-------- SELECTED EXCERPT

Why is Cuesta Morua Right?

Haroldo Dilla Alfonso

Manuel Cuesta Morúa
Manuel Cuesta Morúa

HAVANA  TIMES – A few days ago, a group of five Cuban opposition activists appeared before the United States Senate Committee on Foreign Relations to express their points of view regarding the normalization of relations between Cuba and the United States.

Three of them criticized the reestablishment of diplomatic relations, maintaining that it makes life easier for the Cuban government and that the United States should have forced the government to make political concessions and talked with the opposition before taking this step. Two of them, on the other hand, considered it a positive step that creates a better atmosphere for the only effective means of demanding changes from the government: by mobilizing Cuban public opinion.

This difference of opinions is not surprising. In fact, one could have easily anticipated it the moment the issue of bilateral relations began to be addressed by the Obama administration and activists and intellectuals began to assume a position regarding that. I fear, however, that most activists from the opposition, both in Cuba and abroad, coincide in their condemnation of the move – and I believe this is so because of two, persistent mistakes.

----------------

§ INSTRUCTIONS TO FOLLOW:
Continue the commentary on Cuban opposition views of U.S.-Cuba normalization, picking up after its final sentence.

-------- DATASET ENTRIES

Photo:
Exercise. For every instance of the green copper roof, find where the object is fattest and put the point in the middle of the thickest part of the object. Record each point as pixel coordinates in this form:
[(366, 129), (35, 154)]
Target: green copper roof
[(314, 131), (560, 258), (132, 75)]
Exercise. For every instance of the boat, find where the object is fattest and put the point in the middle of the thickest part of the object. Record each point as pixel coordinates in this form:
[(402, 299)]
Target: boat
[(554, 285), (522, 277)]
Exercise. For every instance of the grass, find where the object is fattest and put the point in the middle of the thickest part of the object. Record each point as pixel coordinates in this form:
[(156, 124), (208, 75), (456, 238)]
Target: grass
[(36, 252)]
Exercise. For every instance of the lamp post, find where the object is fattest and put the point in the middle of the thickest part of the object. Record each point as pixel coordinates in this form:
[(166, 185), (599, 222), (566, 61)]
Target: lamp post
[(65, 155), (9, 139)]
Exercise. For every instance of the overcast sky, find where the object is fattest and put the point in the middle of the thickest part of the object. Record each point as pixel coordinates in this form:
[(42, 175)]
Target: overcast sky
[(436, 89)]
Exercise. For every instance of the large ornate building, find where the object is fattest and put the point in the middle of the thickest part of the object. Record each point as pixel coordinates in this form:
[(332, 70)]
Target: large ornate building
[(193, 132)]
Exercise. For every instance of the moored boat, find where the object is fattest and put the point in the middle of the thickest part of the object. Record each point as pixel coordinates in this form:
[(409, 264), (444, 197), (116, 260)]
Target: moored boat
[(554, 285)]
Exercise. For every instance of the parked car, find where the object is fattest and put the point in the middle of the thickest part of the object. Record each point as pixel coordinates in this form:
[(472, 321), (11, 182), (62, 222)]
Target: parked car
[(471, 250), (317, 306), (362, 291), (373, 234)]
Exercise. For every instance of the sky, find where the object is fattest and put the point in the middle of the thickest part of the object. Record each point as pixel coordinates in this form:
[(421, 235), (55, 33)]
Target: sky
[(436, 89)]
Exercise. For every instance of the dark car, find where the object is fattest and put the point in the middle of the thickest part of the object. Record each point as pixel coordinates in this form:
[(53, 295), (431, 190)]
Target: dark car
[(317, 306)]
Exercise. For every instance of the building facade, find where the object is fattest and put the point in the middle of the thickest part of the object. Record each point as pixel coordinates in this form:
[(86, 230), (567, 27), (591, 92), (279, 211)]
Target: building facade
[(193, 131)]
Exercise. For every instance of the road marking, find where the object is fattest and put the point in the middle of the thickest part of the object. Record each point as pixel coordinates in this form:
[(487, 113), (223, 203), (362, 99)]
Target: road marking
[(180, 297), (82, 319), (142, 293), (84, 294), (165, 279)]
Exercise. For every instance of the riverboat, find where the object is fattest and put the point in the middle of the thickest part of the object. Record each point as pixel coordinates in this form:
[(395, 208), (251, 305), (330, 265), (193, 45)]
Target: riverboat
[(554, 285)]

----------------

§ TASK ANSWER:
The first is the idea that the opposition is a decisive factor in Cuban reality, an idea that has been encouraged by the way in which the significance of some opposition figures has been blown completely out of proportion. This exaggerated sense of self-importance has led the opposition to conclude that the US government should have consulted with them and made them part of the process, and that such an omission constitutes a weak-point of the negotiations which some have gone as far as to call a betrayal.

This is a political illusion that deserves no more attention than that which we devote the “tolerated critical companions” of the system (Cuba’s Temas, Cuba Posible and Progreso Semanal journals, some Cuban-American activist groups, and others) when they portray themselves as a “loyal opposition.” No one can deny the moral courage that some may show when confronting an authoritarian power with their words or deeds. That, however, does not make them necessary as interlocutors, for failing to consult them does not involve paying a prohibitive price, and consulting them does not garner anyone any substantial benefits. And real politics is all about prices and costs.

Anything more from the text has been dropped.